▸ **Assignment**: One number is the whole answer: the tally of lines in the records that include the word "fisherman".

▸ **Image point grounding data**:
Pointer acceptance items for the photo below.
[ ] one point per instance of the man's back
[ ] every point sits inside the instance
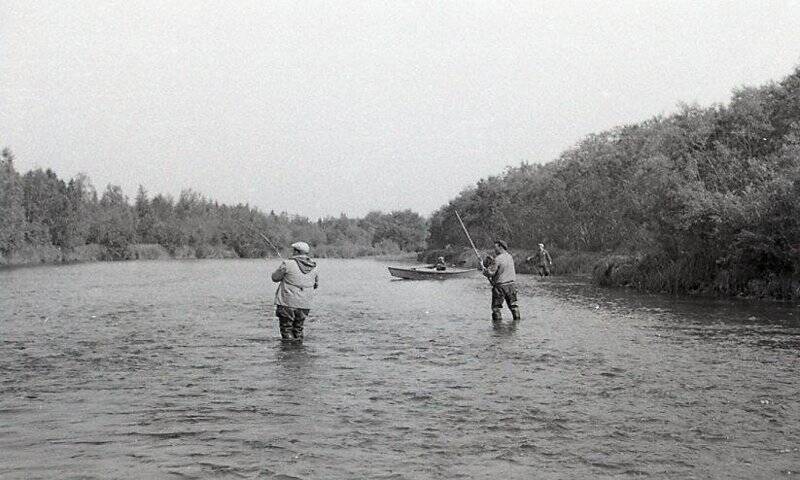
(503, 268)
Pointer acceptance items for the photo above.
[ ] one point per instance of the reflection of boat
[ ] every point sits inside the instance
(427, 273)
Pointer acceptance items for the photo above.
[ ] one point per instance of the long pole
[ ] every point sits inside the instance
(477, 255)
(263, 237)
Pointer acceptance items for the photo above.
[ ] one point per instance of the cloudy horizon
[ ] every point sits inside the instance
(322, 109)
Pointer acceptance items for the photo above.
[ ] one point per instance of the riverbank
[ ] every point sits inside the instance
(564, 262)
(640, 272)
(50, 255)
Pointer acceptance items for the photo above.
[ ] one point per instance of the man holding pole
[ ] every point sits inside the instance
(297, 278)
(503, 277)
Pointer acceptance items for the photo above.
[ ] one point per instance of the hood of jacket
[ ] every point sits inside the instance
(305, 263)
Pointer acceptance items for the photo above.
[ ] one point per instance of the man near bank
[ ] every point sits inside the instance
(502, 275)
(298, 278)
(542, 261)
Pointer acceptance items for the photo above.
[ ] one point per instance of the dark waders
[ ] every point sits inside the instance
(504, 292)
(290, 322)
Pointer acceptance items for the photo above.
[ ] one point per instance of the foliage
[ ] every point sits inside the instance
(40, 210)
(706, 198)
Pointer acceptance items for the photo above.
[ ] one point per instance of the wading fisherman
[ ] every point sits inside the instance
(503, 277)
(298, 279)
(541, 260)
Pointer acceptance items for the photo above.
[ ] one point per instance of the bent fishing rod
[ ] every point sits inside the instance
(263, 237)
(477, 255)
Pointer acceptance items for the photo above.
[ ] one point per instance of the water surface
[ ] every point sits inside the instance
(175, 370)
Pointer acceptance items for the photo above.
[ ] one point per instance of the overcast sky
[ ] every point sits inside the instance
(323, 108)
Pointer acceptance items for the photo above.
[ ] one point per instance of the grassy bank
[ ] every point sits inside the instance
(654, 273)
(565, 262)
(50, 255)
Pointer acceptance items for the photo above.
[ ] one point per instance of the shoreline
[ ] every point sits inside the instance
(53, 256)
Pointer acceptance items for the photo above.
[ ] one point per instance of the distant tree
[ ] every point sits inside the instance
(12, 212)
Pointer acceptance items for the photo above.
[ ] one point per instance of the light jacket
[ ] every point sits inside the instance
(542, 257)
(502, 270)
(298, 279)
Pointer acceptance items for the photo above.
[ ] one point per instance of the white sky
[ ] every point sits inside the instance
(323, 108)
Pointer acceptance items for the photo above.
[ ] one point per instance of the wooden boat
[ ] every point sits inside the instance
(427, 273)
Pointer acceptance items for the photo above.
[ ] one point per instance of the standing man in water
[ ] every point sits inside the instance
(542, 261)
(503, 277)
(298, 279)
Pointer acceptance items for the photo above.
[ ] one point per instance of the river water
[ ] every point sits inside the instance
(175, 370)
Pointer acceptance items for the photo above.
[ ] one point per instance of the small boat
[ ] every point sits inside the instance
(428, 273)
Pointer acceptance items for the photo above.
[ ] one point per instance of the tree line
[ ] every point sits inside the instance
(39, 209)
(705, 199)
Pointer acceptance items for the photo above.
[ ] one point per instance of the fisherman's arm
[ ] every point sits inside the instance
(491, 270)
(278, 274)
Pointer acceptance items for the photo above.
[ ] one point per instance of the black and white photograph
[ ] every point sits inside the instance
(400, 240)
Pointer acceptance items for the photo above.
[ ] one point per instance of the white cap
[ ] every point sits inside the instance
(301, 247)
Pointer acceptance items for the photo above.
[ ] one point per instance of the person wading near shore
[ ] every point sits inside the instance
(502, 275)
(298, 279)
(541, 260)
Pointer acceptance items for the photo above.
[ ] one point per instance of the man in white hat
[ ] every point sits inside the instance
(298, 279)
(541, 260)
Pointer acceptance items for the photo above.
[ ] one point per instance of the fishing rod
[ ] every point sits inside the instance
(263, 237)
(477, 255)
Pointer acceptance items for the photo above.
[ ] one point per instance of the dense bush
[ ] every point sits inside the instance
(39, 210)
(706, 198)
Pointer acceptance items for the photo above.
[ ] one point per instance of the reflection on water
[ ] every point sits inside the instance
(174, 369)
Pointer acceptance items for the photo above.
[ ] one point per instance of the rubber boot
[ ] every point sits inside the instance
(285, 326)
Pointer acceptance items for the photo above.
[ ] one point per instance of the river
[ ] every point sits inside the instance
(173, 369)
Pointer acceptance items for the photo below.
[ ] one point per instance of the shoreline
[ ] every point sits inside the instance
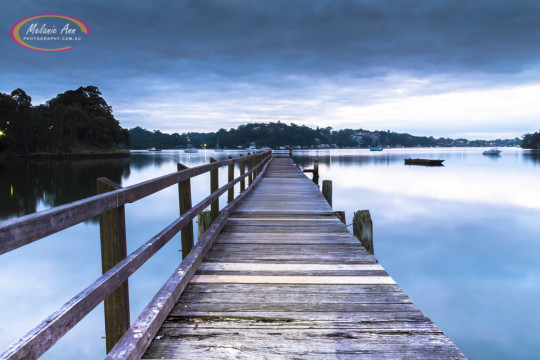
(48, 156)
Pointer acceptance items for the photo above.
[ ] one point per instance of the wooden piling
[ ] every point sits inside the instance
(341, 216)
(363, 229)
(184, 194)
(250, 166)
(112, 228)
(316, 171)
(214, 185)
(204, 221)
(230, 195)
(327, 191)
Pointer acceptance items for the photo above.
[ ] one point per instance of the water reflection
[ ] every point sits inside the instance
(29, 186)
(461, 240)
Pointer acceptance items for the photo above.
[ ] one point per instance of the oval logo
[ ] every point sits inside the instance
(48, 33)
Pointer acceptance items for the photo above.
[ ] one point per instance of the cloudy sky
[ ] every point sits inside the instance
(455, 68)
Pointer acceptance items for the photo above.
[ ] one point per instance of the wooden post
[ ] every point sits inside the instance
(341, 216)
(242, 171)
(112, 229)
(205, 220)
(363, 229)
(250, 166)
(230, 197)
(327, 191)
(316, 171)
(184, 194)
(214, 185)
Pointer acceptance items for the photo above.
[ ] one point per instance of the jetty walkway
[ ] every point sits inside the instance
(286, 279)
(275, 276)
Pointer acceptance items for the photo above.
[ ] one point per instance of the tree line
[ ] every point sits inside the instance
(73, 121)
(531, 141)
(277, 134)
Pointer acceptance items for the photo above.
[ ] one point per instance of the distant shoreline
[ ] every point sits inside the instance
(68, 156)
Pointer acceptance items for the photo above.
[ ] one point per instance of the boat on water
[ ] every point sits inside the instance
(492, 152)
(190, 149)
(424, 162)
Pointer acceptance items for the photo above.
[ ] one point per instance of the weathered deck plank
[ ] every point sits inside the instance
(285, 279)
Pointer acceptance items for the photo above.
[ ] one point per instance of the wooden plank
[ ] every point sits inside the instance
(138, 337)
(318, 294)
(246, 279)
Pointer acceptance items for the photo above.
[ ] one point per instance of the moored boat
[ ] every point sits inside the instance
(190, 149)
(424, 162)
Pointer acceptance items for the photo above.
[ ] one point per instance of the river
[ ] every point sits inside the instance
(462, 240)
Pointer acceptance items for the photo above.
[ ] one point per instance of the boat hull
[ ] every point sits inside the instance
(424, 162)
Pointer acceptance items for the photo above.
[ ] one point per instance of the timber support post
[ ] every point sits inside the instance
(327, 191)
(363, 229)
(230, 195)
(184, 194)
(341, 216)
(250, 166)
(204, 221)
(112, 229)
(316, 171)
(214, 185)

▸ **Output below**: 2